## ASSIGNED TASK
Reproduce the data in its entirety, exactly as written.
SUPPLIED INFORMATION: Begin
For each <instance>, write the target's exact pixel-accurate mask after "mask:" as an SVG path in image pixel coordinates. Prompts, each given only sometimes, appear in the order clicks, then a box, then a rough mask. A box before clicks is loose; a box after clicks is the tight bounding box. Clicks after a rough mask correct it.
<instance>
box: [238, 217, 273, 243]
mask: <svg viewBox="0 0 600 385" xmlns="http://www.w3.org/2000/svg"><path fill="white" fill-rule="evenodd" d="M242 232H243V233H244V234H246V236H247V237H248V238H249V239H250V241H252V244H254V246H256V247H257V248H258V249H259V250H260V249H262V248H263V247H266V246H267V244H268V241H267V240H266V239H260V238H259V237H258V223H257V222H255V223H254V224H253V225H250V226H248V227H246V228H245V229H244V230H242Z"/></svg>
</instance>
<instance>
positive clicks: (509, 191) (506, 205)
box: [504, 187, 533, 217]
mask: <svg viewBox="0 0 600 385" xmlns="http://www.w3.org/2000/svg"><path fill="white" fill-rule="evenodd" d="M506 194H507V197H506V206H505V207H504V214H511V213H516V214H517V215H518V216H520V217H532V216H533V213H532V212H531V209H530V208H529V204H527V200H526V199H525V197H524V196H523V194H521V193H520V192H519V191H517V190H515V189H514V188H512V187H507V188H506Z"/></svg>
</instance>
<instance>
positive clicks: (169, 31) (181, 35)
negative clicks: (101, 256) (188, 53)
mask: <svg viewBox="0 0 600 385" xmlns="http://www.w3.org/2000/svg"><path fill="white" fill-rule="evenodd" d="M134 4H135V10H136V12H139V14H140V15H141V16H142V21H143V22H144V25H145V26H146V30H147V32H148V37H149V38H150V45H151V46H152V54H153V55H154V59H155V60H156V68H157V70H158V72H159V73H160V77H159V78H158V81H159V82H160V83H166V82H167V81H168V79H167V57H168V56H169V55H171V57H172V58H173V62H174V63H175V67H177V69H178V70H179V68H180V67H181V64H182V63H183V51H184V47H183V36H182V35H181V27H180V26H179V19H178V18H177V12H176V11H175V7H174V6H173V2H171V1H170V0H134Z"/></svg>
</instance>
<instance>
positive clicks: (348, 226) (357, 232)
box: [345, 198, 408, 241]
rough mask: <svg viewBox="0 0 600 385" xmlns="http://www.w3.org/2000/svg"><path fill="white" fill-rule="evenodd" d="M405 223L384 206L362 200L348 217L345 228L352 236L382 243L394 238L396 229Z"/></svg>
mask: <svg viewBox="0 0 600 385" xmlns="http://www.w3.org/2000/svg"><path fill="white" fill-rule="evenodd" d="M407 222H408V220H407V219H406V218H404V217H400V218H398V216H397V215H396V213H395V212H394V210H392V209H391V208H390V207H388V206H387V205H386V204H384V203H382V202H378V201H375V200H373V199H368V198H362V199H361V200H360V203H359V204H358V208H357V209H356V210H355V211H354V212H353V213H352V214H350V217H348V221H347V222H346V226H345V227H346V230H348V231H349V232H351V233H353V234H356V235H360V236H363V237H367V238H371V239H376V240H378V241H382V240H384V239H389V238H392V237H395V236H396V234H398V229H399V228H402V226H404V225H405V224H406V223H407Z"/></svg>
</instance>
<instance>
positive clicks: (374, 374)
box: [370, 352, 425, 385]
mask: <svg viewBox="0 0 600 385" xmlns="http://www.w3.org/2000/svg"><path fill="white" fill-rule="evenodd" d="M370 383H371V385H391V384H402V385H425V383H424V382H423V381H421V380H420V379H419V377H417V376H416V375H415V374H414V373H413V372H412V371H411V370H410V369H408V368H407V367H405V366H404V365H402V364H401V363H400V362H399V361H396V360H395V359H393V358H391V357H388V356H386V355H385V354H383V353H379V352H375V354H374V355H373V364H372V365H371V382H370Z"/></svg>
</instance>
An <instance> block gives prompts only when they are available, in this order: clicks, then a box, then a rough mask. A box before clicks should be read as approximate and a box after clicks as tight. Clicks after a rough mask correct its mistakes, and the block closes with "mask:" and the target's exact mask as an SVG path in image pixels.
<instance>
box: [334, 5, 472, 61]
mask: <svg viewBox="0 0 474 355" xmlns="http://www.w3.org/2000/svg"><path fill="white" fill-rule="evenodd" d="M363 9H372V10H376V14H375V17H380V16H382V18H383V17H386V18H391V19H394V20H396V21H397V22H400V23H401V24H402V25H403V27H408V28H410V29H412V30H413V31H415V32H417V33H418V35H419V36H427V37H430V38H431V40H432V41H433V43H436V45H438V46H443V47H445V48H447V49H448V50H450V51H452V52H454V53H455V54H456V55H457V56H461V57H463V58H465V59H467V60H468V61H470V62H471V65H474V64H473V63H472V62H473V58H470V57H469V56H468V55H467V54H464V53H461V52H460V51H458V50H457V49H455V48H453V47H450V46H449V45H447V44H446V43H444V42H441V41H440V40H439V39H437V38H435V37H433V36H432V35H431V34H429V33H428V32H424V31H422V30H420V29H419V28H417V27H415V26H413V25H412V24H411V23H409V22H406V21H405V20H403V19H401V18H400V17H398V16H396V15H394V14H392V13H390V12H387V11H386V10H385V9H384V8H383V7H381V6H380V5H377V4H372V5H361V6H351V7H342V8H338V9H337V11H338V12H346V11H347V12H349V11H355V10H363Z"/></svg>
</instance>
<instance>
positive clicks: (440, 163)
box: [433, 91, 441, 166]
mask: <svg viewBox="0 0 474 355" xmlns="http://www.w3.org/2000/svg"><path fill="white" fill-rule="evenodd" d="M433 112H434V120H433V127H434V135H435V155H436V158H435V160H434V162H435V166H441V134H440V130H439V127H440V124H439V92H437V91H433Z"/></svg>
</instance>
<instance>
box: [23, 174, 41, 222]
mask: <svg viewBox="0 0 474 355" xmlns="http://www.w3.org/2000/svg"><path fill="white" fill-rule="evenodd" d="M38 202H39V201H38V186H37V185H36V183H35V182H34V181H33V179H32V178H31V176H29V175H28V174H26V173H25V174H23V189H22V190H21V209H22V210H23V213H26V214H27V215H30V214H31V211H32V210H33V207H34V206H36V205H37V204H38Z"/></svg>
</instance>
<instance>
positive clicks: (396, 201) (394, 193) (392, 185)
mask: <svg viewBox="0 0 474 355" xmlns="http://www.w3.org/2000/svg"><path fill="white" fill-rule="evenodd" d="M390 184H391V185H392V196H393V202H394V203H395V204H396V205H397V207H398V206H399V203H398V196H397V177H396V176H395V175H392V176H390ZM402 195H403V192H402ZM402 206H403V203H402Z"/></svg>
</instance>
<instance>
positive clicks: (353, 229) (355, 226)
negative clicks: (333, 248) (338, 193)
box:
SUPPLIED INFORMATION: End
## RESULT FOR THIS TASK
For each <instance>, write the target's exact pixel-accurate mask after "mask:" as an SVG path in image pixel coordinates. Prompts, each given only sometimes, appear in the order clicks, then a box, then a rough mask. A box before clicks is loose; a box after clicks is the tight bounding box. Clicks after a rough mask correct it.
<instance>
box: [238, 217, 273, 243]
mask: <svg viewBox="0 0 600 385" xmlns="http://www.w3.org/2000/svg"><path fill="white" fill-rule="evenodd" d="M242 232H243V233H244V234H246V236H247V237H248V238H249V239H250V241H252V244H254V246H256V247H257V248H258V249H259V250H260V249H262V248H263V247H266V246H267V244H268V241H267V240H266V239H260V238H259V237H258V223H257V222H255V223H254V224H253V225H250V226H248V227H246V228H245V229H244V230H242Z"/></svg>
</instance>
<instance>
positive clicks: (509, 191) (506, 205)
box: [504, 187, 533, 217]
mask: <svg viewBox="0 0 600 385" xmlns="http://www.w3.org/2000/svg"><path fill="white" fill-rule="evenodd" d="M506 194H507V197H506V206H505V207H504V214H511V213H516V214H517V215H518V216H520V217H532V216H533V213H532V212H531V209H530V208H529V204H527V200H526V199H525V197H524V196H523V194H521V193H520V192H519V191H517V190H515V189H514V188H512V187H507V188H506Z"/></svg>
</instance>
<instance>
positive clicks: (169, 31) (181, 35)
negative clicks: (101, 256) (188, 53)
mask: <svg viewBox="0 0 600 385" xmlns="http://www.w3.org/2000/svg"><path fill="white" fill-rule="evenodd" d="M134 4H135V10H136V12H139V14H140V15H141V16H142V21H143V22H144V25H145V26H146V30H147V32H148V37H149V38H150V45H151V46H152V54H153V55H154V59H155V60H156V68H157V70H158V72H159V73H160V77H159V78H158V81H159V82H160V83H166V82H167V81H168V79H167V57H168V56H169V55H171V57H172V58H173V62H174V63H175V67H177V69H178V70H179V68H180V67H181V64H182V63H183V51H184V47H183V36H182V35H181V27H180V26H179V19H178V18H177V12H176V11H175V7H174V6H173V2H171V1H170V0H134Z"/></svg>
</instance>
<instance>
positive clicks: (348, 226) (357, 232)
box: [345, 198, 408, 241]
rough mask: <svg viewBox="0 0 600 385" xmlns="http://www.w3.org/2000/svg"><path fill="white" fill-rule="evenodd" d="M405 223L384 206L362 200L348 217L345 228L352 236L382 243L394 238L396 229Z"/></svg>
mask: <svg viewBox="0 0 600 385" xmlns="http://www.w3.org/2000/svg"><path fill="white" fill-rule="evenodd" d="M407 222H408V220H407V219H406V218H404V217H400V218H398V216H397V215H396V213H395V212H394V210H392V209H391V208H390V207H388V206H387V205H386V204H384V203H382V202H378V201H375V200H373V199H368V198H362V199H361V200H360V203H359V204H358V208H357V209H356V210H355V211H354V212H353V213H352V214H350V217H348V221H347V222H346V226H345V227H346V230H348V231H349V232H351V233H353V234H356V235H360V236H363V237H367V238H371V239H376V240H378V241H382V240H384V239H389V238H392V237H395V236H396V234H398V229H399V228H402V226H404V225H405V224H406V223H407Z"/></svg>
</instance>
<instance>
positive clicks: (374, 374)
box: [370, 352, 425, 385]
mask: <svg viewBox="0 0 600 385" xmlns="http://www.w3.org/2000/svg"><path fill="white" fill-rule="evenodd" d="M370 383H371V385H391V384H402V385H425V383H424V382H423V381H421V380H420V379H419V377H417V376H416V375H415V374H414V373H413V372H412V371H411V370H410V369H408V368H407V367H405V366H404V365H402V364H401V363H400V362H399V361H396V360H395V359H393V358H391V357H388V356H386V355H385V354H383V353H379V352H375V354H374V355H373V364H372V365H371V382H370Z"/></svg>
</instance>
An <instance> block gives prompts only when they are available, in this order: clicks, then a box, then a rough mask. A box before clicks should be read as approximate and a box after clicks as tight. Clicks after a rough mask correct its mistakes, and the block closes with "mask:" and the target's exact mask as an SVG path in image pixels.
<instance>
box: [334, 5, 472, 61]
mask: <svg viewBox="0 0 474 355" xmlns="http://www.w3.org/2000/svg"><path fill="white" fill-rule="evenodd" d="M363 9H372V10H376V14H375V17H380V16H382V18H383V17H386V18H391V19H394V20H396V21H397V22H400V23H401V24H402V25H403V27H408V28H410V29H412V30H413V31H415V32H417V33H418V35H419V36H427V37H430V38H431V40H432V41H433V43H436V45H438V46H443V47H445V48H447V49H448V50H450V51H452V52H454V53H455V54H456V55H457V56H461V57H463V58H465V59H467V60H468V61H470V62H471V65H474V64H473V63H472V62H473V58H470V57H469V56H468V55H467V54H464V53H461V52H460V51H458V50H457V49H455V48H453V47H450V46H449V45H447V44H446V43H444V42H441V41H440V40H439V39H437V38H435V37H433V36H432V35H431V34H429V33H428V32H424V31H422V30H420V29H419V28H417V27H415V26H413V25H412V24H411V23H409V22H406V21H405V20H403V19H401V18H400V17H398V16H396V15H394V14H392V13H390V12H387V11H386V10H385V9H384V8H383V7H381V6H380V5H377V4H372V5H361V6H351V7H342V8H338V9H337V11H338V12H346V11H347V12H349V11H355V10H363Z"/></svg>
</instance>
<instance>
positive clicks: (440, 163)
box: [433, 91, 441, 166]
mask: <svg viewBox="0 0 474 355" xmlns="http://www.w3.org/2000/svg"><path fill="white" fill-rule="evenodd" d="M433 112H434V120H433V127H434V135H435V155H436V158H435V160H434V162H435V166H441V134H440V130H439V127H440V124H439V92H437V91H433Z"/></svg>
</instance>
<instance>
box: [23, 174, 41, 222]
mask: <svg viewBox="0 0 474 355" xmlns="http://www.w3.org/2000/svg"><path fill="white" fill-rule="evenodd" d="M38 202H39V201H38V186H37V185H36V183H35V182H34V181H33V179H32V178H31V176H29V175H28V174H26V173H25V174H23V189H22V190H21V209H22V210H23V213H26V214H27V215H30V214H31V211H32V210H33V207H34V206H36V205H37V204H38Z"/></svg>
</instance>
<instance>
positive clicks: (396, 201) (394, 193) (392, 185)
mask: <svg viewBox="0 0 474 355" xmlns="http://www.w3.org/2000/svg"><path fill="white" fill-rule="evenodd" d="M390 184H391V185H392V196H393V202H394V203H395V204H396V205H397V207H398V206H399V203H398V196H397V177H396V176H395V175H392V176H390ZM402 195H403V192H402ZM402 206H403V203H402Z"/></svg>
</instance>
<instance>
positive clicks: (353, 229) (355, 226)
negative clicks: (333, 248) (338, 193)
box:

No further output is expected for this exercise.